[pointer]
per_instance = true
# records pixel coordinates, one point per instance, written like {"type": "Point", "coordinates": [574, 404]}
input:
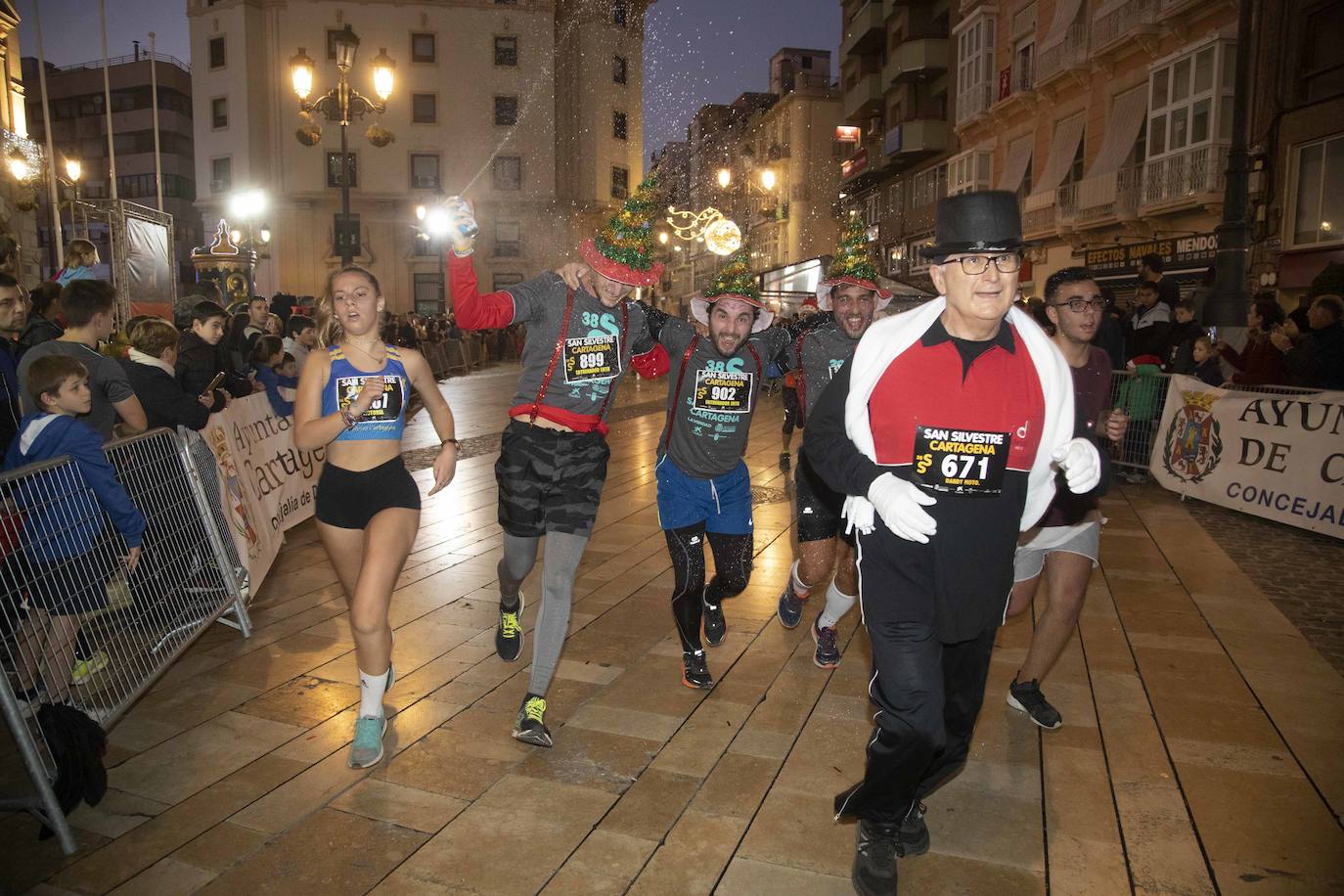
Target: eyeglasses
----------------
* Written request
Set out every line of the records above as a JSON list of strings, one string per line, skipping blank lines and leaving out the pictures.

* Task response
[
  "[pointer]",
  "per_instance = true",
  "# records pixel coordinates, one point per instance, written like {\"type\": \"Point\", \"coordinates\": [574, 404]}",
  "input:",
  "Target: eyeglasses"
]